[Point labeling examples]
----------
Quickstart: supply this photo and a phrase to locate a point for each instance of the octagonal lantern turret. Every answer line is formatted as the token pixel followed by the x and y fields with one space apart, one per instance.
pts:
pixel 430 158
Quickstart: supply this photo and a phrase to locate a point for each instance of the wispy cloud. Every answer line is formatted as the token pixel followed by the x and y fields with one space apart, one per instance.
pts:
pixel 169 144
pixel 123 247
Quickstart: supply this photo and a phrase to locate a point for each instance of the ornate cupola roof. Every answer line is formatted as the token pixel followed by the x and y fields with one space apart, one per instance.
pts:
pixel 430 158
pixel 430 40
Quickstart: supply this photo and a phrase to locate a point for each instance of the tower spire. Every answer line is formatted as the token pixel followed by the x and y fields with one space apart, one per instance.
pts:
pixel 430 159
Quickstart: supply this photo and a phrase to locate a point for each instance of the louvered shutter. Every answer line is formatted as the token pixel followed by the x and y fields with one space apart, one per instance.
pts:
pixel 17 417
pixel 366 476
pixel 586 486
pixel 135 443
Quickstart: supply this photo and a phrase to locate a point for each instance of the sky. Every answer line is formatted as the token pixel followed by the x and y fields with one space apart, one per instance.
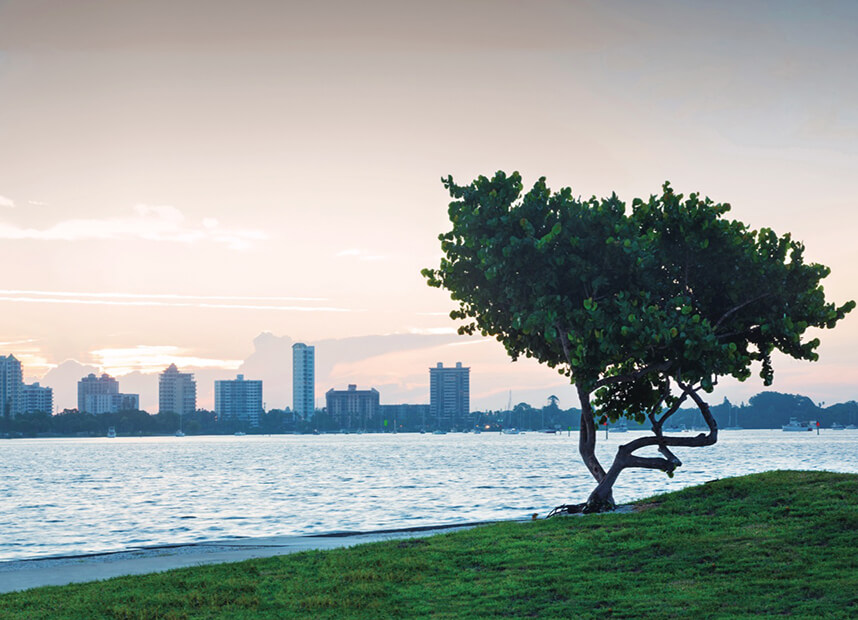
----------
*Written instruction*
Please transcribe the listing above line for line, leaving out the pictures.

*Task result*
Quickstart: supply this photo and a phrase to locate a point for each instance of the octagonal lantern turret. Every answer line is formatted as the token pixel followed by the x and y fields with one space apart, one per instance.
pts:
pixel 430 158
Quickstart: supply this photo and a phrase to locate a point for each instance of the wispy cloud. Every answer line is formatted as the token pixel followed by the x and y fields with one space apart, one per instance.
pts:
pixel 169 144
pixel 123 247
Quickstart: supply this photo and a phrase to locate a point for each instance of the ornate cupola roof. Every answer line is formatted as the token pixel followed by the x and y fields with one space apart, one per instance.
pts:
pixel 430 158
pixel 430 40
Quickstart: supply this photo and a phrase to locate a point for each instance of the tower spire. Every answer line is formatted as the token pixel followed by the x and y fields with one space apart, one per instance.
pts:
pixel 430 159
Quickstart: supply this photo and a phrase to locate a point for each instance of the louvered shutter. Every answer line is formatted as the token pixel followed by the x and y fields with one space apart, one per instance.
pts:
pixel 17 417
pixel 366 476
pixel 586 486
pixel 135 443
Quickstart: supply this photo and a phrase to locate a point for each instance of the sky. Every answer line is formatted as the token pixel followed by the x and y fields with one space apart, one per instance.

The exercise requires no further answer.